**Task goal**
Please update the data below, putting "one point" in place of every "a single point" and keeping everything else the same. Omit the pictures from your answer.

[Data items]
######
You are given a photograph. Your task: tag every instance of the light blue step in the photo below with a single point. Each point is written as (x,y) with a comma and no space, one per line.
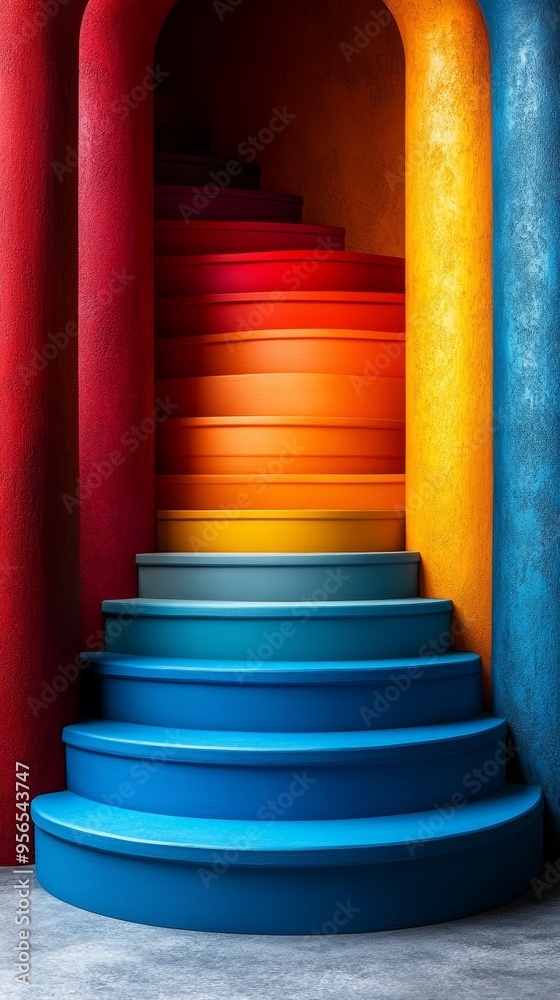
(335,876)
(284,776)
(336,630)
(361,576)
(286,697)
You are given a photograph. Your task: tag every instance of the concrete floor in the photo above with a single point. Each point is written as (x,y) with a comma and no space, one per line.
(508,954)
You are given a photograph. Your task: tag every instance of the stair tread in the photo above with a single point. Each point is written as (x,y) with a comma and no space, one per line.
(273,559)
(334,296)
(289,256)
(304,842)
(248,226)
(230,192)
(130,739)
(201,160)
(283,672)
(158,607)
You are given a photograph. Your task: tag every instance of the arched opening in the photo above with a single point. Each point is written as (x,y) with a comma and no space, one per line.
(327,428)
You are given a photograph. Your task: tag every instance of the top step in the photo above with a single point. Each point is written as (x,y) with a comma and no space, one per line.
(187,168)
(175,138)
(189,203)
(197,237)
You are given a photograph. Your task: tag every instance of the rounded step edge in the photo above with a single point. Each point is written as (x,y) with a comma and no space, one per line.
(338,876)
(285,776)
(183,201)
(171,236)
(239,529)
(210,274)
(179,316)
(363,355)
(288,697)
(281,577)
(354,630)
(272,490)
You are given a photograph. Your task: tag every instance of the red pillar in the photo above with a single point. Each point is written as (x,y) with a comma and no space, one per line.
(38,393)
(117,506)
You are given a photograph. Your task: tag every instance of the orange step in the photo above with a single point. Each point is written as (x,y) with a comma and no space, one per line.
(172,236)
(363,354)
(272,491)
(209,314)
(219,445)
(284,394)
(280,531)
(318,270)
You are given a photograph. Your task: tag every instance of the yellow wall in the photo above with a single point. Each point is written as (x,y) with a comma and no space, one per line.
(449,324)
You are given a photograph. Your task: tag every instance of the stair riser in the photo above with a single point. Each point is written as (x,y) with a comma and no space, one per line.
(181,317)
(269,491)
(176,238)
(186,447)
(217,203)
(183,531)
(369,582)
(297,708)
(169,171)
(363,358)
(297,791)
(282,395)
(174,139)
(314,273)
(219,896)
(290,638)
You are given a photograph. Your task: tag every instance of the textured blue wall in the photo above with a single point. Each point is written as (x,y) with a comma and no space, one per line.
(525,45)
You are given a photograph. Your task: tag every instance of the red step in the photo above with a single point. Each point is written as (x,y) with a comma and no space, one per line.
(171,137)
(205,314)
(362,354)
(177,237)
(181,168)
(318,270)
(213,202)
(284,394)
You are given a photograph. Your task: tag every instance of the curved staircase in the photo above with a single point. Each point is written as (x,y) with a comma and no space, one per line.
(284,740)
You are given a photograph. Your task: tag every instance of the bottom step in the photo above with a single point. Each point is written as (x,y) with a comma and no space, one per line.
(308,877)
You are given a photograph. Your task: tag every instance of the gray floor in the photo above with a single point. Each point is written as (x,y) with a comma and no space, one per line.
(508,953)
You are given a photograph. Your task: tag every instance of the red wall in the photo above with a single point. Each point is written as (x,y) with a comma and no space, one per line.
(344,151)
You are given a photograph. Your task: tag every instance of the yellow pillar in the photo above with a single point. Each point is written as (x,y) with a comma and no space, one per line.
(449,302)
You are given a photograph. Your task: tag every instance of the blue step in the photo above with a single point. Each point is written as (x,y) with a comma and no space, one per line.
(287,697)
(284,776)
(337,630)
(332,876)
(361,576)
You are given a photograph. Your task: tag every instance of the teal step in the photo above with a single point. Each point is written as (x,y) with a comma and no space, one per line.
######
**Correct response**
You are given a photograph. Your task: tag every instance of the light blue step in the photo below with one point. Each point is written as (x,y) with a comma and no space, one per line.
(335,876)
(284,776)
(336,630)
(361,576)
(286,697)
You are given a photograph. Your task: tag every instance of the concrete floor in the photo above with one point. Each point is written as (x,y) with a comma and no space, one per line.
(508,954)
You are given a photograph. Your task: tag every instance of the stair tread in the photo above with one point. Each point is written as (x,y) with a comma and no space, one per line.
(273,559)
(334,296)
(289,256)
(304,842)
(248,226)
(230,192)
(130,739)
(201,160)
(283,672)
(158,607)
You are given a photograph. Your task: tag every instance of the arched opening in the photo above with one point. Each point is written as (x,y) with a comma and no space, one per line.
(327,428)
You are given a photograph. Your task: tag every instance of the top step in the photo above with one point. Each point is written as (x,y) with a comma and no space, one per line.
(187,168)
(175,138)
(189,203)
(197,237)
You are given a photograph. Your task: tag every instance of the rounded step edge in the photo above with one point. Each point is written as (x,y) with a comma and no space, one per line.
(338,876)
(285,776)
(183,201)
(171,236)
(239,529)
(210,274)
(179,316)
(363,355)
(288,697)
(281,577)
(354,630)
(272,490)
You are given a photograph. Your task: tag every instance of the red pillar in the photo above with one point. Each point is written as (x,y) with a comma and no space, one per line.
(38,393)
(117,506)
You are given a photograph. Your task: tag every instance of the orange step in the photo above with one point. Each point is written as (x,y) with a comma and no space, one per line.
(172,236)
(363,354)
(272,491)
(209,314)
(219,445)
(284,394)
(280,531)
(318,270)
You are given a photograph. Your task: tag every instance of the yellow wall in the photo above with one point. Each point is written as (x,y) with a comma and no space, one per line.
(449,324)
You are given a photograph. Your task: tag every instance of the stair riser in the photo above with one point. Each point is written as (x,y) with a comma and no space, one per line.
(181,317)
(269,491)
(176,238)
(186,447)
(217,203)
(183,531)
(369,582)
(297,708)
(169,171)
(363,358)
(297,791)
(282,395)
(174,139)
(314,273)
(219,896)
(290,638)
You are given a photograph. Your task: tag every instance of the textured blue wall in the photo above with one point. Each point is written as (x,y) with a comma and no space, one per line.
(525,45)
You are given a photograph. Your task: tag every instance of the red step in the photo above with one point. Each point is written as (x,y) with a comma and no space, one per line.
(171,137)
(205,314)
(362,354)
(177,237)
(181,168)
(318,270)
(213,202)
(284,394)
You are given a photograph. Your task: tag every instance of the curved staircase in the photo above with one point. Each point is written as (x,y) with a comma and no space, one per line.
(284,740)
You are given a photograph. Your task: tag every instance of the bottom step in the photo above with one point. Each point is written as (x,y) with a comma and no space, one per line.
(308,877)
You are given a photograph. Your task: tag every instance of the gray floor in the photo above with one point. Each point is written as (x,y) with a comma and no space, one per line.
(508,953)
You are given a photograph. Your task: tag every instance of the red wall in the photo above with one point. Each point is written as (x,y) with a comma and no space, one per line.
(344,151)
You are given a photograph. Your task: tag every instance of the yellow pillar in the photo above with one point. Each point is written as (x,y) with a comma and no space, one per line.
(449,302)
You are given a photograph. Your task: tag every instance of the blue step in the photo above with one point. Each point is written as (x,y) with a comma and no space, one per line.
(287,697)
(284,776)
(337,630)
(332,876)
(361,576)
You are given a photograph. Your task: tag every instance of the teal step in the photo above with one point. Each point is written as (x,y) with a comma and no space, one per line.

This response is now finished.